- Questions -
• a. In the Robotix toy text, what shape is each connection in the parts' attachment system?
• b. For each statement, answer yes or no depending on whether the Robotix toy text supports it, and quote the deciding words: (i) Milton Bradley first marketed Robotix toys from 1984 until 1986. (ii) Learning Curve kept the original mostly black and white colors of the MB toys. (iii) Robotix parts are measured in the imperial system.
• c. Write a short paragraph that continues the Robotix toy text after its final sentence.

Robotix was a line of toy motorized modular construction sets used for constructing robotics creatures, vehicles and machines, often including action figures. Robotix toys were first marketed by the Milton Bradley Company (MB) from 1984 until 1986.

The 1985 cartoon series Robotix was based on these toys. During the 1990s and early 2000s, Robotix toys were sold by RC2 Corporation under its Learning Curve brand. Learning Curve changed the colors of the original MB toys from mostly black and white to bright colors, introduced new parts, and expanded the range of playsets.

By 2014, Robotix toys were sold by Robotics and Things, based in Simi Valley, California, which also offered STEM enrichment programs for children.

==Parts==
Robotix parts, despite originating in the United States, use the metric system of measurement for their pieces. For example, they sell three arm pieces: 50mm Arm, 75mm Arm and 100mm Arm. These parts connect using a male/female attachment system, where each connection is in the shape of an octagon. The toy was high quality for its time of creation, featuring heavy plastics and rounded corners.

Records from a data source
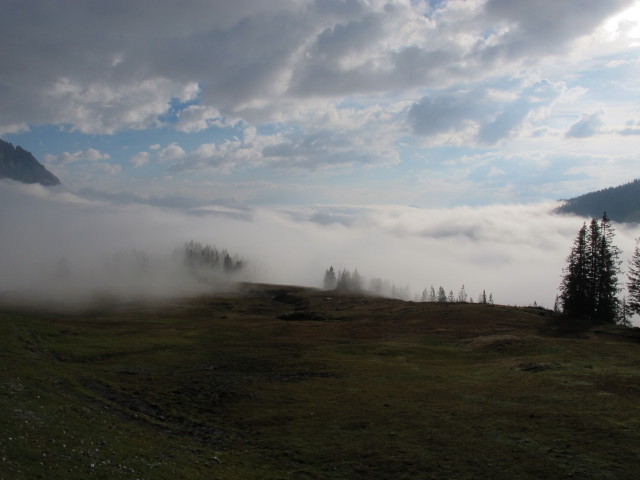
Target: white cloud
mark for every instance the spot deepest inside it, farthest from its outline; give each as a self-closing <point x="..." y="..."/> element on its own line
<point x="231" y="57"/>
<point x="171" y="152"/>
<point x="90" y="155"/>
<point x="198" y="117"/>
<point x="588" y="125"/>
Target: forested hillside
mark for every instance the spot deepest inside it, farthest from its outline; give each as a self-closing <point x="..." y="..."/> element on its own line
<point x="621" y="203"/>
<point x="20" y="165"/>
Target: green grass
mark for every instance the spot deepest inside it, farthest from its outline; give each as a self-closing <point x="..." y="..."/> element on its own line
<point x="225" y="387"/>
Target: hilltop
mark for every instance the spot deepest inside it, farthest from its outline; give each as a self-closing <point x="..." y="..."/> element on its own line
<point x="622" y="203"/>
<point x="272" y="382"/>
<point x="20" y="165"/>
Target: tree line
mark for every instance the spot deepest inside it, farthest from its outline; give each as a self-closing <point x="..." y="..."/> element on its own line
<point x="590" y="283"/>
<point x="353" y="281"/>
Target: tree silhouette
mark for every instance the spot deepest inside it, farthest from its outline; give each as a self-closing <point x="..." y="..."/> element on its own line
<point x="330" y="281"/>
<point x="590" y="283"/>
<point x="633" y="285"/>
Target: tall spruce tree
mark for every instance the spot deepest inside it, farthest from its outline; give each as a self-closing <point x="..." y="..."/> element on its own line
<point x="633" y="284"/>
<point x="607" y="303"/>
<point x="573" y="290"/>
<point x="590" y="283"/>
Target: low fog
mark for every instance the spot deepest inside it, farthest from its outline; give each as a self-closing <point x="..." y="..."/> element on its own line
<point x="58" y="245"/>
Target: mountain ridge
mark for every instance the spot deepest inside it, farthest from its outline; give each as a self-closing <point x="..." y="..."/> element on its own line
<point x="18" y="164"/>
<point x="622" y="203"/>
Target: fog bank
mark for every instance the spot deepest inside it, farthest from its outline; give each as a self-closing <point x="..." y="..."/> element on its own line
<point x="58" y="242"/>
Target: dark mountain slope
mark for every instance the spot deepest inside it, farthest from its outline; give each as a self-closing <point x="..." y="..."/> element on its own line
<point x="621" y="203"/>
<point x="18" y="164"/>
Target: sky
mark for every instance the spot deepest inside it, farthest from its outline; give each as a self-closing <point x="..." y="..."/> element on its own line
<point x="383" y="131"/>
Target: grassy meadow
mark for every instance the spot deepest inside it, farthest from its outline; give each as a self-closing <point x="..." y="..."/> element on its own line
<point x="277" y="382"/>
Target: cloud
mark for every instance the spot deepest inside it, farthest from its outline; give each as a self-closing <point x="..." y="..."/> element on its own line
<point x="91" y="155"/>
<point x="588" y="125"/>
<point x="140" y="159"/>
<point x="515" y="252"/>
<point x="484" y="115"/>
<point x="196" y="118"/>
<point x="124" y="70"/>
<point x="171" y="152"/>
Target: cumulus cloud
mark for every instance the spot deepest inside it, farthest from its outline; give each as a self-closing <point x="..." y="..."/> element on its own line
<point x="122" y="69"/>
<point x="140" y="159"/>
<point x="484" y="115"/>
<point x="588" y="125"/>
<point x="91" y="155"/>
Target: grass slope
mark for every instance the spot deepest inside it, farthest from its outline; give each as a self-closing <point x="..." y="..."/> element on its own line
<point x="289" y="383"/>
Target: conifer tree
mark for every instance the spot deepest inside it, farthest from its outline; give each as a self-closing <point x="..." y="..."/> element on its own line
<point x="462" y="295"/>
<point x="432" y="294"/>
<point x="442" y="295"/>
<point x="573" y="290"/>
<point x="607" y="303"/>
<point x="633" y="285"/>
<point x="590" y="282"/>
<point x="330" y="281"/>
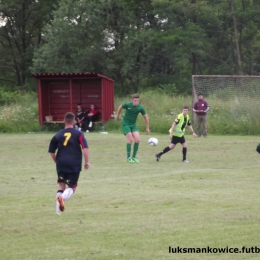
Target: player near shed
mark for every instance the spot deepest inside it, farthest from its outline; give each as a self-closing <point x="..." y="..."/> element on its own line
<point x="177" y="134"/>
<point x="69" y="144"/>
<point x="201" y="108"/>
<point x="129" y="128"/>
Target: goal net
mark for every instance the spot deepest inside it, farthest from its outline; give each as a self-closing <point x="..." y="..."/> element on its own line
<point x="237" y="98"/>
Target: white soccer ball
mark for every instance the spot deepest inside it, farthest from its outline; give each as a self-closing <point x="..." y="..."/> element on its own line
<point x="153" y="141"/>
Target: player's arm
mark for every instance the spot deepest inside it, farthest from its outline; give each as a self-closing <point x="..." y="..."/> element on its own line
<point x="85" y="154"/>
<point x="146" y="119"/>
<point x="53" y="156"/>
<point x="191" y="129"/>
<point x="118" y="112"/>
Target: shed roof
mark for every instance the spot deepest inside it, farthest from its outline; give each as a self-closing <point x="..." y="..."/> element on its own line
<point x="70" y="75"/>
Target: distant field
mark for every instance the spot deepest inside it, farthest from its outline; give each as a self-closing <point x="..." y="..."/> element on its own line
<point x="126" y="211"/>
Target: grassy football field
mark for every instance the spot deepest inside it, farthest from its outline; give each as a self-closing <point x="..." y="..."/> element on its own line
<point x="131" y="211"/>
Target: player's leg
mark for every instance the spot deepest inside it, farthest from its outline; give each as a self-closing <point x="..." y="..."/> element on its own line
<point x="184" y="150"/>
<point x="174" y="141"/>
<point x="204" y="122"/>
<point x="136" y="137"/>
<point x="61" y="188"/>
<point x="72" y="182"/>
<point x="198" y="125"/>
<point x="129" y="137"/>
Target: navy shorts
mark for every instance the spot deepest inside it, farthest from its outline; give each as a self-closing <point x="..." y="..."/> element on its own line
<point x="176" y="139"/>
<point x="71" y="179"/>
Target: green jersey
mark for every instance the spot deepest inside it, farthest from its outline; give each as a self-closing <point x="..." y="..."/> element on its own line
<point x="132" y="112"/>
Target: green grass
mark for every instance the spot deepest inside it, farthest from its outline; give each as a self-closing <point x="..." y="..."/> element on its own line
<point x="130" y="211"/>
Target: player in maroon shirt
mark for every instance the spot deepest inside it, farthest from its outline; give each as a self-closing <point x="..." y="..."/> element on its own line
<point x="201" y="108"/>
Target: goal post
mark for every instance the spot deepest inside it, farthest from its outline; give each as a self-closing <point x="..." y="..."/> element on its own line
<point x="235" y="96"/>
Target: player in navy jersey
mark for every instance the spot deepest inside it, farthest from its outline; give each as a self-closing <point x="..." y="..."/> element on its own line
<point x="69" y="143"/>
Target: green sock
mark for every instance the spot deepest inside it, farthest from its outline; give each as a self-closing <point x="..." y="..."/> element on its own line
<point x="128" y="150"/>
<point x="136" y="145"/>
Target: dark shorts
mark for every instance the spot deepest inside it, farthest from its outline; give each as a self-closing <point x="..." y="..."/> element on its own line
<point x="176" y="139"/>
<point x="129" y="128"/>
<point x="71" y="179"/>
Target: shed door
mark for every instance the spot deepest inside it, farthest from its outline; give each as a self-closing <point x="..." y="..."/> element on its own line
<point x="59" y="99"/>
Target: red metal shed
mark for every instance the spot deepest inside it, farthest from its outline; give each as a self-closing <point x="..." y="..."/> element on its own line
<point x="60" y="93"/>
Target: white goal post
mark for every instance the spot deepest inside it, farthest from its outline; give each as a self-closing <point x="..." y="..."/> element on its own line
<point x="238" y="96"/>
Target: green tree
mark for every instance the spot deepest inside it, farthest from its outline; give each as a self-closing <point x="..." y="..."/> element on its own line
<point x="20" y="34"/>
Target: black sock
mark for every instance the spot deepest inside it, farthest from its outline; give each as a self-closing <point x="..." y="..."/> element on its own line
<point x="184" y="152"/>
<point x="165" y="150"/>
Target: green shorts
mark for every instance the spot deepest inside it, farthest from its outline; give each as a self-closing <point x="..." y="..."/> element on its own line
<point x="129" y="128"/>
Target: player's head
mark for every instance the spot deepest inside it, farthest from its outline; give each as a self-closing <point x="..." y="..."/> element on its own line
<point x="200" y="96"/>
<point x="69" y="118"/>
<point x="135" y="99"/>
<point x="185" y="110"/>
<point x="79" y="106"/>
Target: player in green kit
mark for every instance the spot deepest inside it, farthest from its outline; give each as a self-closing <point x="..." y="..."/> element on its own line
<point x="129" y="127"/>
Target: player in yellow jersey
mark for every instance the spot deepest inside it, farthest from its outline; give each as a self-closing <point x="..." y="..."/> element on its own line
<point x="129" y="128"/>
<point x="177" y="134"/>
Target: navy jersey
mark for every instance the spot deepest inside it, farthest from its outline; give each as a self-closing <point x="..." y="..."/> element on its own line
<point x="69" y="142"/>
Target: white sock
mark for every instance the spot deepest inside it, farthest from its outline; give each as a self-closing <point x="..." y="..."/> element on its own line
<point x="67" y="193"/>
<point x="59" y="193"/>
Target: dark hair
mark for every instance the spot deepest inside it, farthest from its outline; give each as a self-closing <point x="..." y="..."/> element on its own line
<point x="135" y="96"/>
<point x="69" y="118"/>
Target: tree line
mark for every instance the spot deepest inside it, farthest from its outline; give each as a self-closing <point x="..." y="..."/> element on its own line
<point x="141" y="44"/>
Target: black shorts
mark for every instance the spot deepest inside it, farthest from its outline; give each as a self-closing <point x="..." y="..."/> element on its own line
<point x="71" y="179"/>
<point x="176" y="139"/>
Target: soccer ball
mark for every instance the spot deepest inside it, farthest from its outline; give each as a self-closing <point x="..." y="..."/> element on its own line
<point x="153" y="141"/>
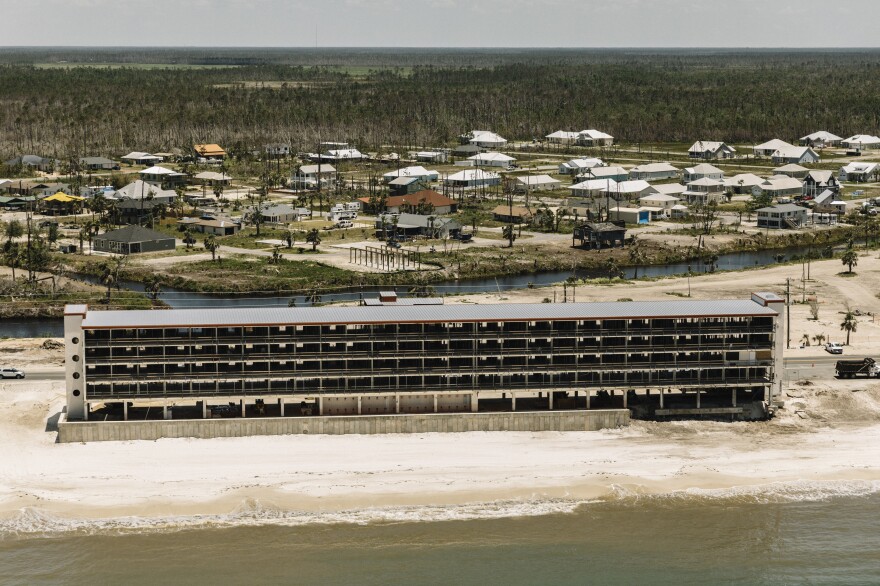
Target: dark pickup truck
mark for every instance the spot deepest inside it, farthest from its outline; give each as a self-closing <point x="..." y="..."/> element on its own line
<point x="851" y="368"/>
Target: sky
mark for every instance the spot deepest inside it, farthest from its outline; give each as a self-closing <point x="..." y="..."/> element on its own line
<point x="442" y="23"/>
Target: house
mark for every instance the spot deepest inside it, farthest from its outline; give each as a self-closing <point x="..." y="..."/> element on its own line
<point x="563" y="137"/>
<point x="704" y="191"/>
<point x="703" y="171"/>
<point x="162" y="176"/>
<point x="511" y="214"/>
<point x="404" y="185"/>
<point x="277" y="150"/>
<point x="486" y="139"/>
<point x="308" y="176"/>
<point x="706" y="149"/>
<point x="470" y="178"/>
<point x="796" y="155"/>
<point x="598" y="235"/>
<point x="593" y="138"/>
<point x="742" y="183"/>
<point x="431" y="156"/>
<point x="660" y="205"/>
<point x="280" y="213"/>
<point x="654" y="172"/>
<point x="424" y="203"/>
<point x="578" y="166"/>
<point x="62" y="204"/>
<point x="786" y="215"/>
<point x="670" y="188"/>
<point x="526" y="183"/>
<point x="768" y="148"/>
<point x="210" y="151"/>
<point x="132" y="240"/>
<point x="630" y="215"/>
<point x="818" y="181"/>
<point x="418" y="172"/>
<point x="859" y="172"/>
<point x="629" y="190"/>
<point x="779" y="186"/>
<point x="592" y="187"/>
<point x="408" y="225"/>
<point x="348" y="154"/>
<point x="791" y="170"/>
<point x="614" y="173"/>
<point x="212" y="178"/>
<point x="33" y="161"/>
<point x="493" y="159"/>
<point x="216" y="226"/>
<point x="97" y="163"/>
<point x="141" y="189"/>
<point x="861" y="142"/>
<point x="138" y="211"/>
<point x="821" y="139"/>
<point x="139" y="158"/>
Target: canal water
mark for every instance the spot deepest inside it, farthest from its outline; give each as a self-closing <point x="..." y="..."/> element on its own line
<point x="178" y="299"/>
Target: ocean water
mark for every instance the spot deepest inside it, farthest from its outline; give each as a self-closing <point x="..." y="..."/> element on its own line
<point x="793" y="534"/>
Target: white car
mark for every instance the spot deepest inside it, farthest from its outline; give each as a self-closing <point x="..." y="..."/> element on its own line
<point x="11" y="373"/>
<point x="833" y="348"/>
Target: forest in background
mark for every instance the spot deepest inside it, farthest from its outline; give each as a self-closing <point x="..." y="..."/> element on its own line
<point x="52" y="103"/>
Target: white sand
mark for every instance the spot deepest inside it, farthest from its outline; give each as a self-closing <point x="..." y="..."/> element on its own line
<point x="837" y="442"/>
<point x="827" y="436"/>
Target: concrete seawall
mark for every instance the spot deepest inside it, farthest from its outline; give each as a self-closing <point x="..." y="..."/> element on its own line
<point x="92" y="431"/>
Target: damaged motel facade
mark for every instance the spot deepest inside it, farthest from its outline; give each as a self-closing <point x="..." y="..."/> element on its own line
<point x="412" y="368"/>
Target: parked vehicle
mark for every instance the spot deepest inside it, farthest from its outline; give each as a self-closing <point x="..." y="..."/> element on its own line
<point x="11" y="373"/>
<point x="851" y="368"/>
<point x="833" y="348"/>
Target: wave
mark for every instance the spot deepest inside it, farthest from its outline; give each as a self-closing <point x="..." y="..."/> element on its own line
<point x="37" y="523"/>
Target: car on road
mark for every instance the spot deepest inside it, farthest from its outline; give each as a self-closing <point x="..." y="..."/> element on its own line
<point x="833" y="348"/>
<point x="11" y="373"/>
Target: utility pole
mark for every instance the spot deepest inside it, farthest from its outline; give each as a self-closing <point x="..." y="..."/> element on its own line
<point x="788" y="312"/>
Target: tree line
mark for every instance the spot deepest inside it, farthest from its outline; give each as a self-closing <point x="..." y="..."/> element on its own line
<point x="679" y="97"/>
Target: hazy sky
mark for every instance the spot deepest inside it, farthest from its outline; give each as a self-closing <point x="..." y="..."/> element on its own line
<point x="443" y="23"/>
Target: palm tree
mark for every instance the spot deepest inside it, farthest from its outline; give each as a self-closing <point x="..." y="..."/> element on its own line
<point x="849" y="324"/>
<point x="313" y="238"/>
<point x="850" y="257"/>
<point x="211" y="245"/>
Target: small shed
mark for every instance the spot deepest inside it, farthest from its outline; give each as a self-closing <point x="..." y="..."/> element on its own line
<point x="598" y="235"/>
<point x="132" y="240"/>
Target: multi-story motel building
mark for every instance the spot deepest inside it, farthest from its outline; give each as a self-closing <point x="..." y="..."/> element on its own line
<point x="422" y="358"/>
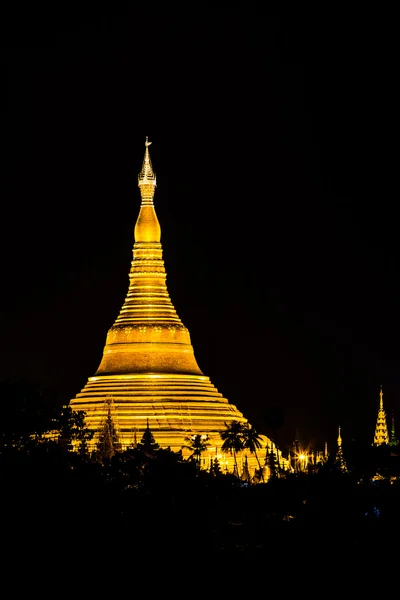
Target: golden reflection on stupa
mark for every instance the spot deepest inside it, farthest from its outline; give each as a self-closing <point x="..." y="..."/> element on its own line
<point x="148" y="371"/>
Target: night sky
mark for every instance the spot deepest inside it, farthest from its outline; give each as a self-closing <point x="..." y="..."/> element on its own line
<point x="274" y="145"/>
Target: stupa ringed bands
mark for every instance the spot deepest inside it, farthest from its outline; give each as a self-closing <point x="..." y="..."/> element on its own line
<point x="148" y="371"/>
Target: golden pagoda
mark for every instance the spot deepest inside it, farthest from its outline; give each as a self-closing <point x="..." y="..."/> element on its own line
<point x="148" y="371"/>
<point x="381" y="431"/>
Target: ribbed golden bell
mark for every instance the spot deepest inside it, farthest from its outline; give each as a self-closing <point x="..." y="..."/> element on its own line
<point x="148" y="369"/>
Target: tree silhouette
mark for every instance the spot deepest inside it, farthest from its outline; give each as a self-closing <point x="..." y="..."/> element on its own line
<point x="233" y="441"/>
<point x="274" y="420"/>
<point x="197" y="444"/>
<point x="148" y="444"/>
<point x="108" y="443"/>
<point x="252" y="441"/>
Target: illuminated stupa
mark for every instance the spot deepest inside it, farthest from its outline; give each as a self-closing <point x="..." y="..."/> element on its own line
<point x="148" y="372"/>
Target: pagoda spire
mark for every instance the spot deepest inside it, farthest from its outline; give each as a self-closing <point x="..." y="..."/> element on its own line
<point x="341" y="463"/>
<point x="393" y="440"/>
<point x="148" y="364"/>
<point x="381" y="431"/>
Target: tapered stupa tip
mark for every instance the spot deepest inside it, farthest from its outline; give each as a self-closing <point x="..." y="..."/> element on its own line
<point x="147" y="179"/>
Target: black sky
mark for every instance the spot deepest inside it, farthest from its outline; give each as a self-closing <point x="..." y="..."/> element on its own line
<point x="274" y="148"/>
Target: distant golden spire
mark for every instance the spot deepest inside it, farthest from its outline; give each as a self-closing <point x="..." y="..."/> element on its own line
<point x="147" y="180"/>
<point x="147" y="228"/>
<point x="339" y="438"/>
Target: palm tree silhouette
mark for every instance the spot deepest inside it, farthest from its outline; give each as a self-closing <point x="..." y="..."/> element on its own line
<point x="233" y="441"/>
<point x="252" y="441"/>
<point x="197" y="444"/>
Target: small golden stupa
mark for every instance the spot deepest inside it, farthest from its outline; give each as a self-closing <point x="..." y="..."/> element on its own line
<point x="148" y="372"/>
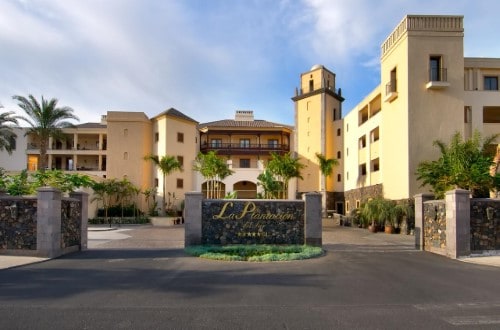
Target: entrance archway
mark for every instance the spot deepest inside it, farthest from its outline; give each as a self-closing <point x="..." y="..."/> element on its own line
<point x="213" y="189"/>
<point x="245" y="189"/>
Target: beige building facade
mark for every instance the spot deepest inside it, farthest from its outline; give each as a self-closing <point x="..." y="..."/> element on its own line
<point x="318" y="129"/>
<point x="428" y="91"/>
<point x="246" y="144"/>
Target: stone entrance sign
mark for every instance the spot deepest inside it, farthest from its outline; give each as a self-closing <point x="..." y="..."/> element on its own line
<point x="252" y="222"/>
<point x="237" y="221"/>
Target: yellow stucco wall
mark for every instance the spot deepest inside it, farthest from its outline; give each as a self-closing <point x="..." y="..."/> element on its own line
<point x="129" y="141"/>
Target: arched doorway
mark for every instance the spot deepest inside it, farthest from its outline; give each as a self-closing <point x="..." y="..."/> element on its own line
<point x="213" y="189"/>
<point x="245" y="189"/>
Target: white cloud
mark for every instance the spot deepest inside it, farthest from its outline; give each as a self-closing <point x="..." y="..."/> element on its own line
<point x="205" y="58"/>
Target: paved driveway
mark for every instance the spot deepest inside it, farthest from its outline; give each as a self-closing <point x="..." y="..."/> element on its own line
<point x="365" y="281"/>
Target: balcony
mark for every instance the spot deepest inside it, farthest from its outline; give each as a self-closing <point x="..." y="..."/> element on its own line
<point x="249" y="149"/>
<point x="437" y="79"/>
<point x="391" y="91"/>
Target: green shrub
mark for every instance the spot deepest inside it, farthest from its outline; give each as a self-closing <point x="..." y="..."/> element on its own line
<point x="261" y="253"/>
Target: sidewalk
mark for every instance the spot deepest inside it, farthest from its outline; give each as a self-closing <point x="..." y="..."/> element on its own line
<point x="99" y="235"/>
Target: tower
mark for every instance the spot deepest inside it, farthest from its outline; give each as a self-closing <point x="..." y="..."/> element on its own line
<point x="318" y="125"/>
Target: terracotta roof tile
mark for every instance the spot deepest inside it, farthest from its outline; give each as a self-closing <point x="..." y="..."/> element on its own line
<point x="227" y="123"/>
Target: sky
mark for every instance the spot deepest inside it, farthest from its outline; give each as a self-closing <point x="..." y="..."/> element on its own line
<point x="207" y="58"/>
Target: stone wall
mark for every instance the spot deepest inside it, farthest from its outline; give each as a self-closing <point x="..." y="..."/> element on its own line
<point x="17" y="223"/>
<point x="485" y="224"/>
<point x="457" y="226"/>
<point x="435" y="226"/>
<point x="46" y="226"/>
<point x="70" y="223"/>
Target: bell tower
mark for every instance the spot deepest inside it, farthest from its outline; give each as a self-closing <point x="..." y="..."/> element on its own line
<point x="318" y="129"/>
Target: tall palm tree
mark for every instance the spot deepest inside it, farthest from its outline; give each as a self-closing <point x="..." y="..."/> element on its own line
<point x="285" y="167"/>
<point x="45" y="120"/>
<point x="167" y="165"/>
<point x="213" y="169"/>
<point x="6" y="132"/>
<point x="326" y="166"/>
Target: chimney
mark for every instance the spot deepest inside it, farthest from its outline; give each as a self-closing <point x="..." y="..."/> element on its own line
<point x="244" y="115"/>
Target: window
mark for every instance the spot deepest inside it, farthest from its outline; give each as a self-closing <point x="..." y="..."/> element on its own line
<point x="244" y="163"/>
<point x="468" y="114"/>
<point x="391" y="89"/>
<point x="216" y="143"/>
<point x="12" y="143"/>
<point x="393" y="83"/>
<point x="362" y="142"/>
<point x="490" y="83"/>
<point x="435" y="73"/>
<point x="273" y="143"/>
<point x="491" y="115"/>
<point x="362" y="169"/>
<point x="245" y="143"/>
<point x="374" y="135"/>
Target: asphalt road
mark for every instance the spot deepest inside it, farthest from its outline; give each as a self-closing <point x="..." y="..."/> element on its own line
<point x="145" y="281"/>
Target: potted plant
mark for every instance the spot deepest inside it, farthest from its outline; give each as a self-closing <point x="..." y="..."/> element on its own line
<point x="369" y="212"/>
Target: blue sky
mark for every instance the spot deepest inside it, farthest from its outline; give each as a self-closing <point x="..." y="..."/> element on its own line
<point x="206" y="58"/>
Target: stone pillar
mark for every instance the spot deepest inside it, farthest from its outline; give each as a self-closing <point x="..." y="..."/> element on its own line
<point x="313" y="229"/>
<point x="457" y="223"/>
<point x="48" y="219"/>
<point x="192" y="218"/>
<point x="419" y="219"/>
<point x="83" y="197"/>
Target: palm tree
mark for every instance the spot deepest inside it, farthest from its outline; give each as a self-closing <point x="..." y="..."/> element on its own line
<point x="6" y="132"/>
<point x="46" y="120"/>
<point x="464" y="164"/>
<point x="167" y="165"/>
<point x="285" y="167"/>
<point x="326" y="166"/>
<point x="213" y="169"/>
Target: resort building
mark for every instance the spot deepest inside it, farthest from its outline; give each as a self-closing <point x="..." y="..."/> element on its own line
<point x="428" y="91"/>
<point x="246" y="144"/>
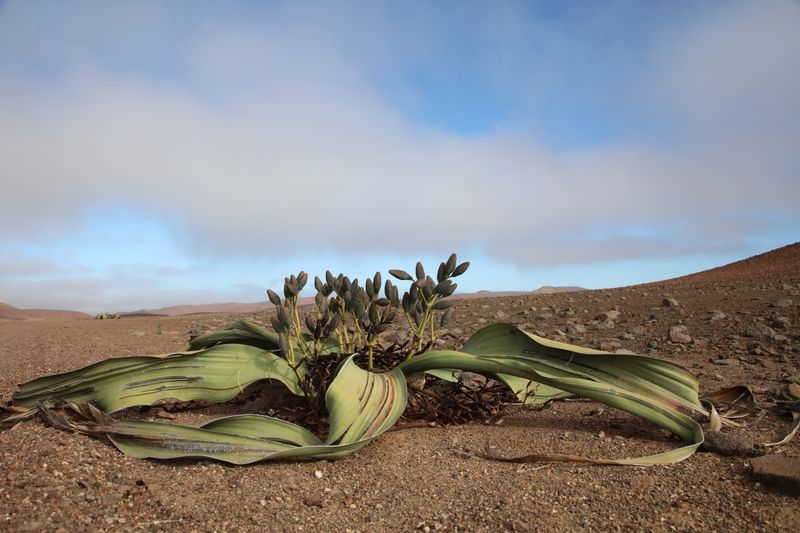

- Responses by task -
• a. An octagon.

• b.
(i) Yes: "Robotix toys were first marketed by the Milton Bradley Company (MB) from 1984 until 1986."
(ii) No: "Learning Curve changed the colors of the original MB toys from mostly black and white to bright colors"
(iii) No: "use the metric system of measurement for their pieces"

• c.
==Ownership==
Robotix toys were sold by the Milton Bradley Company from 1984 until 1994. An animated series of the same name was released in 1985.

Learning Curve Brands began offering Robotix sets in 1994, and continued offering them until 2001. The packaging at this time changed to reflect the Learning Curve name, and many new parts were added. Since 2001, Robotics and Things has continued to sell Robotix toys through the internet. Despite the changes in distribution, the products were fully backward compatible with all toys from 1984 onward.

In 2019, Robotics and Things retired from business and was succeeded by Robotic Rice LLC. Robotic Rice has continued to sell Robotix toys until early 2021, when they have been forced to drop the Robotix product line due to the economic consequences of the COVID-19 pandemic.